▸ **What you need to do**:
**a)** In the newsletter item on the Schwab arbitration case, which court refused to compel arbitration?
**b)** Can you reproduce, word for word, the part of the newsletter item on the Schwab arbitration case that opens with the words containing "The district court" and closes with "the arbitration provision."?
**c)** Does the newsletter item on the Schwab arbitration case support each statement below? Answer yes or no for each, quoting the words from the item that decide it.
(i) The Plan's arbitration provision included a class action waiver.
(ii) The plaintiff was a current participant in the Plan.
(iii) The 9th Circuit affirmed the district court's decision.

═════ Excerpt to read ═════

Hodgson Russ Employee Benefits Newsletter
September 30, 2019

In a recent case, the 9th Circuit Court of Appeals upheld a provision in the Schwab Retirement Savings and Investment Plan (the “Plan”) requiring that any dispute relating to the Plan be settled by binding arbitration. The arbitration provision also included a class action waiver.

The plaintiff in the case was a former participant in the Plan who filed a class action suit alleging that the Schwab defendants had breached their fiduciary duties under ERISA by including poorly performing Schwab-affiliated investment funds in the Plan’s investment lineup that generated fees for Schwab. In 2014, the Plan had been amended to add the arbitration provision, effective as January 1, 2015. Thus, in response to the plaintiff’s suit, the Schwab defendants moved to compel arbitration.

The district court refused to compel arbitration. On appeal, the 9th Circuit reversed, reasoning that Supreme Court precedent had effectively overturned prior 9th Circuit precedent that arbitrators were not qualified to hear ERISA arbitrations. The 9th Circuit further held that, because any fiduciary breach claim is brought on behalf of the Plan, and the Plan had agreed to arbitrate any claims as a result of the 2014 amendment, the plaintiff’s claim was covered by the arbitration provision.

The case leaves unanswered a number of critical questions, including how to reconcile an individual participant’s damages in an arbitration with the notion that a fiduciary breach claim is brought on behalf of the Plan as a whole. (Dorman v. The Charles Schwab Corporation, 9th Cir. 2019).

═════ Dataset content ═════

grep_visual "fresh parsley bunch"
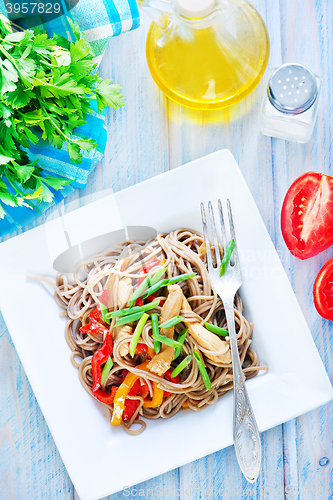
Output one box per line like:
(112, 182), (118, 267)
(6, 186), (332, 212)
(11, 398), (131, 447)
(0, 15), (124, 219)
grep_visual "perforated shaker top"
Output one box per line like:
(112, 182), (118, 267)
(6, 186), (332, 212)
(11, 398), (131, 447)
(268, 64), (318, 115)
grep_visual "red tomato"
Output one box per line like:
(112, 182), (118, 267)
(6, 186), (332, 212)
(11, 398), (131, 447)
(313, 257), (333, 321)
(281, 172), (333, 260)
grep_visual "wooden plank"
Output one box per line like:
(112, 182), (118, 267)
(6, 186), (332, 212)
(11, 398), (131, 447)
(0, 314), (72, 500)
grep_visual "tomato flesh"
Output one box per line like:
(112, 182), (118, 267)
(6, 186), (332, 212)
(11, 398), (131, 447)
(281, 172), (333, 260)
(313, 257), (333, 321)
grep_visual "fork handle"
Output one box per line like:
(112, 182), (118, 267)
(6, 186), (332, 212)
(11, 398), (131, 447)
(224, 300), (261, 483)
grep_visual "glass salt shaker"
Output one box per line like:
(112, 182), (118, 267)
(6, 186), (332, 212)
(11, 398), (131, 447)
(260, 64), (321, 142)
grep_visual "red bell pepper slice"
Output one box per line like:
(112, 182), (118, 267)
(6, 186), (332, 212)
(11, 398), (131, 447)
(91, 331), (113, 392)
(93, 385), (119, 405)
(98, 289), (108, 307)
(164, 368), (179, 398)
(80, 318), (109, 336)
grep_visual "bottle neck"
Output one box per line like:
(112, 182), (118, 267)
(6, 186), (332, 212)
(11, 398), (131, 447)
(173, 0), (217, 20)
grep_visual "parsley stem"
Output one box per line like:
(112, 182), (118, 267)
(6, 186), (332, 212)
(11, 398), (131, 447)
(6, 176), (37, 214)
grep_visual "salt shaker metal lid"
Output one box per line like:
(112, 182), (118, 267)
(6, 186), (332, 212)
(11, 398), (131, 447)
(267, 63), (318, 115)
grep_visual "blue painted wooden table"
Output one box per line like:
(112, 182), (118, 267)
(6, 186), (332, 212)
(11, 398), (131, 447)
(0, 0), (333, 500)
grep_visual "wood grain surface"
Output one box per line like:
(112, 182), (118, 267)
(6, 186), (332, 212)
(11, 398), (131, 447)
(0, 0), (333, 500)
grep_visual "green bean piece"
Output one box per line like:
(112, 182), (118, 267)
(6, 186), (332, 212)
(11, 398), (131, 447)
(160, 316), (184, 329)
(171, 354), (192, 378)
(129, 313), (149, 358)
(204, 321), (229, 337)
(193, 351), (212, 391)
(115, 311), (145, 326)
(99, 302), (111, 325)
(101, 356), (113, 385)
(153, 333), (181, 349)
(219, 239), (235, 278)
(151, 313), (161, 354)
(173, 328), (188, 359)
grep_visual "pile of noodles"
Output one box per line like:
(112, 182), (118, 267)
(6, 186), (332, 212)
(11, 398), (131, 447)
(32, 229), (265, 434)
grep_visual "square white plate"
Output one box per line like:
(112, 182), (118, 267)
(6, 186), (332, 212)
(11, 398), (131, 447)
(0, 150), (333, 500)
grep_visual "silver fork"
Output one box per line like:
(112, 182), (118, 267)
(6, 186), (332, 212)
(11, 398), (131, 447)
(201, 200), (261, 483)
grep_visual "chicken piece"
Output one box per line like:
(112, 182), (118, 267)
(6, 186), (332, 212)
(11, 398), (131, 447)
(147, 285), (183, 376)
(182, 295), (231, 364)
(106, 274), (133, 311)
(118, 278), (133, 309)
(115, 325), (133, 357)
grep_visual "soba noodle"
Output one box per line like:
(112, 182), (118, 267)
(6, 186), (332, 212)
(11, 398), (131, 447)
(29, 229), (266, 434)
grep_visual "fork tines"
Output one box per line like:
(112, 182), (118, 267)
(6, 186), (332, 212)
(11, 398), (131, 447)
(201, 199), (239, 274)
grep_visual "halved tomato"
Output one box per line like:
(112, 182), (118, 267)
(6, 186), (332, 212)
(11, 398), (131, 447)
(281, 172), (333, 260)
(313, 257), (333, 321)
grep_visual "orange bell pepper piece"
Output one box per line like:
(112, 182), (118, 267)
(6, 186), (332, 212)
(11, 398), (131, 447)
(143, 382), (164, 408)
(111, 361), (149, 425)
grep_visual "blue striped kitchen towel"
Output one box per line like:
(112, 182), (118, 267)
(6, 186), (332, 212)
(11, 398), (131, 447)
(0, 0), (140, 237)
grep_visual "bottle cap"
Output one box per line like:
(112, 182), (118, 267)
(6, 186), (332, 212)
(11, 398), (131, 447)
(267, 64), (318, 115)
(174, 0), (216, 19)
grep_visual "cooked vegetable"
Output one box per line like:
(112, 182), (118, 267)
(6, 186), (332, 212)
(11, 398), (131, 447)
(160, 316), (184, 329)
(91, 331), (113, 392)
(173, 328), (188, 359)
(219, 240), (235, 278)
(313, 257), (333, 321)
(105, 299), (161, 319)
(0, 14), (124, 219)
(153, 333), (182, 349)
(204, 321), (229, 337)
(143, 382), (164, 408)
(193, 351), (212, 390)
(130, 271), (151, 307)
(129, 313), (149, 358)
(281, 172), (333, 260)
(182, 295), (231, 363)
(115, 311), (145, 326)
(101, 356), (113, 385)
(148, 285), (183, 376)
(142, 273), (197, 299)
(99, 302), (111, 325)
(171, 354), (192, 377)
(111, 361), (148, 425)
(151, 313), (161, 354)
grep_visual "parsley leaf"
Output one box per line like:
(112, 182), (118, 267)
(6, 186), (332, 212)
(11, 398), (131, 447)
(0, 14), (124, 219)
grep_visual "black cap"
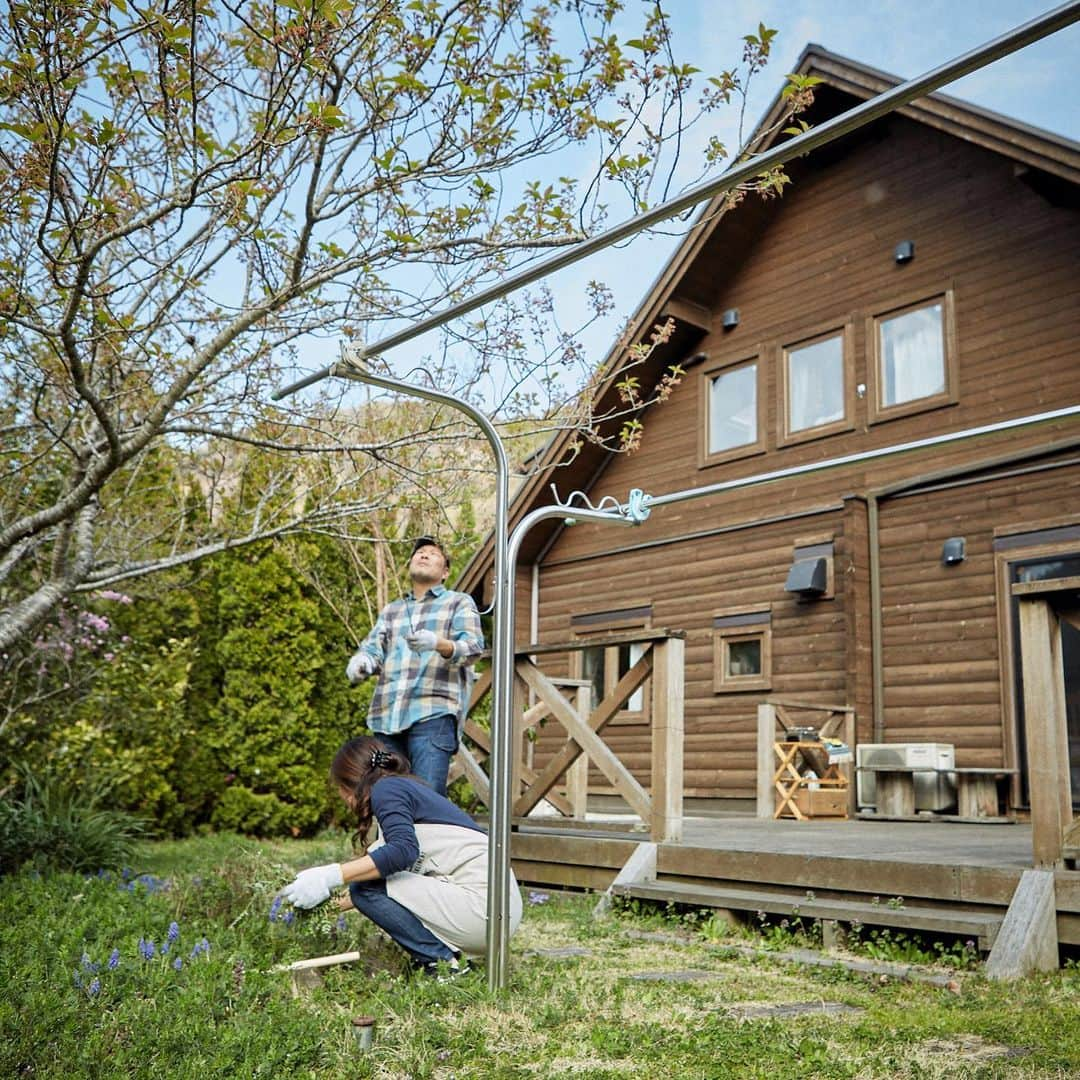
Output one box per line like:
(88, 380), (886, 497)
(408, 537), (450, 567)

═════

▸ **Task-by-task results**:
**a)** The district court.

**b)**
The district court refused to compel arbitration. On appeal, the 9th Circuit reversed, reasoning that Supreme Court precedent had effectively overturned prior 9th Circuit precedent that arbitrators were not qualified to hear ERISA arbitrations. The 9th Circuit further held that, because any fiduciary breach claim is brought on behalf of the Plan, and the Plan had agreed to arbitrate any claims as a result of the 2014 amendment, the plaintiff’s claim was covered by the arbitration provision.

**c)**
(i) Yes: "The arbitration provision also included a class action waiver."
(ii) No: "The plaintiff in the case was a former participant in the Plan"
(iii) No: "On appeal, the 9th Circuit reversed"